Start of Information supplied

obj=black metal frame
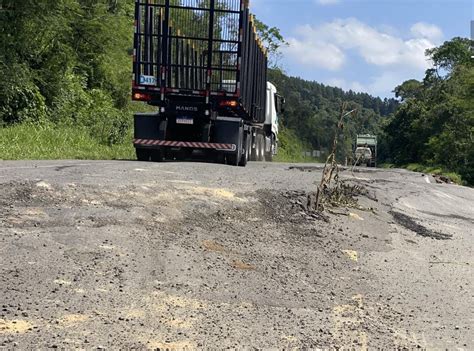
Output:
[133,0,267,122]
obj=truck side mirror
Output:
[275,94,286,113]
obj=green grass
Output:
[274,128,321,163]
[0,124,135,160]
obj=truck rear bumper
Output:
[133,139,237,152]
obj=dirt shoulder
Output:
[0,161,474,349]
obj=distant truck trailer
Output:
[133,0,284,166]
[354,134,377,167]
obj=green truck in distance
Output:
[355,134,377,167]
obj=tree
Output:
[254,17,288,68]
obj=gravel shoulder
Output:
[0,161,474,350]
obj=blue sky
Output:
[250,0,474,97]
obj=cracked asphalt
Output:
[0,161,474,350]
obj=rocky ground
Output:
[0,161,474,350]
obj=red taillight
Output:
[219,100,239,107]
[132,93,151,101]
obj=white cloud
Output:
[410,22,443,43]
[282,38,345,71]
[316,0,341,5]
[324,71,413,97]
[285,18,442,70]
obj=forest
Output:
[0,0,474,184]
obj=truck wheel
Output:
[257,134,265,162]
[265,136,275,162]
[135,149,151,162]
[239,134,250,167]
[249,134,258,161]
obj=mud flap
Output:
[212,117,243,152]
[134,113,167,140]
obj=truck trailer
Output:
[354,134,377,167]
[132,0,284,166]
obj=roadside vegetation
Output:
[382,38,474,185]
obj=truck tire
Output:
[226,130,243,167]
[265,135,275,162]
[239,134,251,167]
[135,148,151,162]
[257,134,265,162]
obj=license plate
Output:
[176,117,194,125]
[140,74,157,86]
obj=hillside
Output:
[269,69,399,158]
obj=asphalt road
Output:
[0,161,474,350]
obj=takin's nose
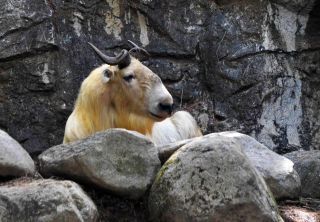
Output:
[158,103,173,115]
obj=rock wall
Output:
[0,0,320,153]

End of Information supplied

* Given exercise
Rewrite all of the records above with each "truck" changed to "lorry" and everything else left as it is. Omit the pictures from your answer.

* Response to this exercise
obj=black metal frame
Output:
[133,0,267,122]
obj=lorry side mirror
Output:
[275,94,286,113]
obj=green grass
Output:
[274,128,321,163]
[0,124,135,160]
obj=lorry rear bumper
Output:
[133,139,237,152]
obj=dirt shoulder
Output:
[0,161,474,349]
obj=distant lorry trailer
Output:
[133,0,284,166]
[354,134,377,167]
obj=green lorry in distance
Output:
[355,134,377,167]
obj=tree
Output:
[254,17,288,68]
obj=gravel shoulder
Output:
[0,161,474,350]
obj=blue sky
Output:
[250,0,474,97]
obj=cracked asphalt
Output:
[0,161,474,350]
obj=rocky ground
Output:
[0,161,474,350]
obj=red taillight
Output:
[219,100,239,107]
[132,93,151,101]
obj=white cloud
Output:
[410,22,443,43]
[282,38,345,71]
[316,0,341,5]
[324,71,413,97]
[285,18,442,70]
obj=forest
Output:
[0,0,474,184]
obj=lorry wheel
Output:
[257,134,265,162]
[265,136,275,162]
[135,149,151,162]
[239,134,250,167]
[249,134,258,161]
obj=mud flap
Output:
[212,117,243,152]
[134,113,167,140]
obj=lorry trailer
Output:
[354,134,377,167]
[132,0,284,166]
obj=roadside vegetation
Output:
[382,38,474,185]
obj=lorry tire
Output:
[226,130,243,167]
[265,135,275,162]
[239,134,251,167]
[135,148,151,162]
[257,134,265,162]
obj=license plate
Output:
[176,117,194,125]
[140,74,157,86]
obj=hillside
Output:
[269,69,399,158]
obj=asphalt road
Output:
[0,161,474,350]
obj=takin's nose
Output:
[158,103,173,115]
obj=rock wall
Output:
[0,0,320,153]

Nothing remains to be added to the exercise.